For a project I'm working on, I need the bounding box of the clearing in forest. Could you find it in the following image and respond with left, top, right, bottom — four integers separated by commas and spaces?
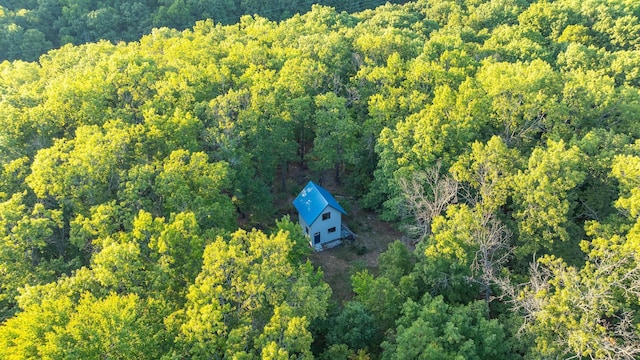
309, 208, 404, 304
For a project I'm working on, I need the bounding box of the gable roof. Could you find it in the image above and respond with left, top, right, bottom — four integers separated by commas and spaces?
293, 181, 346, 225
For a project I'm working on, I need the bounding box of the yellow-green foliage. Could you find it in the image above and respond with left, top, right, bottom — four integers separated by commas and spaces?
1, 0, 640, 358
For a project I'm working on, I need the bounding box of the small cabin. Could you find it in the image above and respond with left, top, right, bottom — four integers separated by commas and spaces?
293, 181, 347, 251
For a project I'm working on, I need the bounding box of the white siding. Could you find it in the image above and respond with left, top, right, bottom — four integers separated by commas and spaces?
298, 213, 310, 237
308, 206, 342, 245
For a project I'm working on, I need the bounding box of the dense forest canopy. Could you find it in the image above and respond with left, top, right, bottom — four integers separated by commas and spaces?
1, 0, 640, 358
0, 0, 408, 62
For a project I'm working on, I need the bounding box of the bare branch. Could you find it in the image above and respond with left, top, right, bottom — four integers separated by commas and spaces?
469, 211, 513, 305
397, 162, 458, 242
507, 248, 640, 358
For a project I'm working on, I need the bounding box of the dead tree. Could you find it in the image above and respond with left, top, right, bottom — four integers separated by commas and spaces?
398, 162, 458, 243
469, 211, 512, 307
501, 247, 640, 359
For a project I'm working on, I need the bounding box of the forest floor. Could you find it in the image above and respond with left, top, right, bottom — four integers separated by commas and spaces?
308, 210, 404, 304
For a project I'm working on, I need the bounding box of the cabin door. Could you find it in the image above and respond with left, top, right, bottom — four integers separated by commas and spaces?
314, 232, 321, 244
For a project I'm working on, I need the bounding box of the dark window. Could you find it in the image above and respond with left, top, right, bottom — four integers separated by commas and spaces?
305, 227, 309, 234
328, 227, 336, 233
322, 212, 331, 220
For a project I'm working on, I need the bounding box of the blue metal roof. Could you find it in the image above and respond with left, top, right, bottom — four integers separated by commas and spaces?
293, 181, 346, 225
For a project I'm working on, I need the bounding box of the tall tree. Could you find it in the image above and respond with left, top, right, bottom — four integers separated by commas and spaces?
307, 92, 358, 184
512, 139, 586, 259
155, 149, 235, 231
381, 295, 515, 360
173, 229, 330, 358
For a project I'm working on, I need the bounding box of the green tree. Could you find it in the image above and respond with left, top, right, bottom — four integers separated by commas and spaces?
43, 292, 164, 359
515, 235, 640, 359
414, 205, 479, 304
476, 59, 563, 146
0, 192, 64, 320
512, 139, 586, 259
326, 301, 377, 352
482, 24, 552, 63
368, 78, 490, 220
18, 28, 50, 61
351, 270, 404, 331
174, 229, 330, 358
256, 304, 314, 360
517, 0, 578, 40
0, 293, 74, 359
275, 215, 311, 263
560, 69, 618, 136
26, 122, 132, 214
450, 135, 522, 213
611, 154, 640, 220
0, 156, 31, 201
467, 0, 525, 32
155, 149, 235, 231
147, 211, 206, 298
378, 240, 416, 285
307, 92, 358, 183
382, 295, 514, 360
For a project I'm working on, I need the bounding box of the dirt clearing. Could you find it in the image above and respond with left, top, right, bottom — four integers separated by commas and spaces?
281, 166, 407, 305
309, 209, 404, 304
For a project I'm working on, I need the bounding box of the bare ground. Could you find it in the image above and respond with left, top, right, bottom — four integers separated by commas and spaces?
308, 209, 404, 304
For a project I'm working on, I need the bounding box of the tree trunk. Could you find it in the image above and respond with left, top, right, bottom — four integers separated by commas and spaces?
281, 160, 287, 192
484, 284, 491, 319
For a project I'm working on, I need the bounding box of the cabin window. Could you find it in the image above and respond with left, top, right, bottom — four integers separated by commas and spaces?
305, 227, 309, 234
322, 212, 331, 220
328, 227, 336, 233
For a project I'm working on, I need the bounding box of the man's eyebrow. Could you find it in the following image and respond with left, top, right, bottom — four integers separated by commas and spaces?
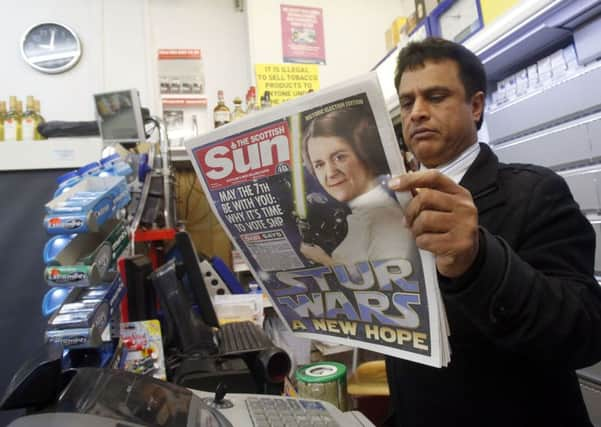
....
■ WORK TO BE COMPLETED ■
Could all the data above be given again exactly, leaving out its images?

■ TASK OUTPUT ■
For a project I'm working on, I need the bounding box of the clearing in forest. Could you find it in the following image and respond with left, top, right, bottom — four integers separated by commas and spaces?
309, 208, 404, 304
For a project I'm working on, I need the bounding box of the gable roof. Could you find it in the image above and respond with left, top, right, bottom — four integers separated by commas and spaces?
293, 181, 346, 225
For a project I'm working on, I need the bounding box of the yellow-green foliage. Could you find it in the image above and respond with left, top, right, bottom — four integers separated by commas and spaces?
1, 0, 640, 358
For a project I'm working on, I need the bounding box of the small cabin. Could you find it in the image above and respond with left, top, right, bottom — four integers separated by commas and spaces?
293, 181, 347, 251
For a project I'm working on, I need the bounding box of the white siding. Could you find it in the image above and respond with left, top, right, bottom — four integers separated by commas and spaces?
298, 213, 310, 237
308, 206, 342, 245
For a project I'm working on, I need the bounding box of the dense forest canopy. Could you find it in the image above and respond with left, top, right, bottom — four integers separated by commas and spaces?
1, 0, 640, 358
0, 0, 408, 62
For a project I'm working on, I need the bounding box of the bare branch. Could you find it in the image above and respond with left, top, right, bottom — four integers separated by commas and spaces?
469, 211, 513, 305
397, 162, 458, 242
507, 248, 640, 358
For a project I'm working on, I need the bounding box of the dead tree. Could you find it in the image above and respond with left, top, right, bottom — four integers separated by commas and spaces?
398, 162, 458, 243
469, 211, 512, 307
501, 247, 640, 359
For a project I'm working on, I need the bounding box of the forest floor. Could you find it in the image above and respond with left, top, right, bottom — four integers separated by commas and spaces?
308, 210, 404, 304
For a project I'm working on, I need the bounding box of the cabin door. Could you find it in the image above and respond with left, top, right, bottom — four integers separated by commas and spaces?
314, 232, 321, 244
For a project I'm working on, I need the bounding box of the dark window. Could you find it in the image above and respond with left, top, right, bottom — four integers separated by commas and spaces?
305, 227, 309, 234
328, 227, 336, 233
322, 212, 331, 220
For a project I'm working on, I need the bounding box of the blue metal roof. Could you find it in the image above and respond with left, top, right, bottom — four integers separated by commas and spaces?
293, 181, 346, 225
For a project I'm working on, I need the bounding box of the tall tree. Could you find it in the image above and respond with left, top, right, bottom — four integers separated by commas and spaces?
307, 92, 358, 184
512, 139, 586, 259
155, 149, 235, 231
381, 295, 515, 360
173, 229, 330, 358
For a project I'm working on, I need the bounding box of the green tree. Could you find it in the image above and respond with left, top, right, bottom — four integers separated by commas and spaces?
43, 292, 164, 359
515, 235, 640, 359
414, 205, 479, 304
476, 59, 563, 146
0, 192, 64, 320
512, 139, 586, 259
326, 301, 377, 352
482, 24, 552, 63
368, 78, 490, 220
18, 28, 50, 61
351, 270, 404, 331
174, 229, 330, 358
256, 304, 314, 360
517, 0, 578, 40
0, 293, 74, 359
275, 215, 311, 263
560, 69, 618, 136
26, 122, 132, 214
450, 135, 522, 213
611, 154, 640, 220
0, 156, 31, 201
467, 0, 525, 32
155, 149, 235, 231
147, 211, 206, 298
378, 240, 416, 285
307, 92, 358, 183
382, 295, 514, 360
For a project I'm working on, I need the bounding box of the dirt clearing. Could you find it in the image above and respond with left, top, right, bottom — four integers separated by commas and spaces?
281, 166, 407, 305
309, 209, 404, 304
For a project I'm working on, I need the bounding box of the bare ground. Could you find it in the image above and respond with left, top, right, bottom — four integers separated by commas and spaces?
308, 209, 404, 304
For a project I'm working on, I need the bounding box of the tree trunk. Could you find it in the image above and respond with left, top, right, bottom — four integers separated by commas and spaces?
281, 160, 287, 192
484, 284, 491, 319
For a project I'm working on, I need the bounding box of the cabin window. Could you find it in the image above and respond with left, top, right, bottom — four integers separated by commas and spaces?
305, 227, 309, 234
322, 212, 331, 220
328, 227, 336, 233
For a project I'm working on, I need the bounding box of the man's eyebrow. Could you find it in the following image and respond with left, top, right, bottom — four integers separated by commas and spaces?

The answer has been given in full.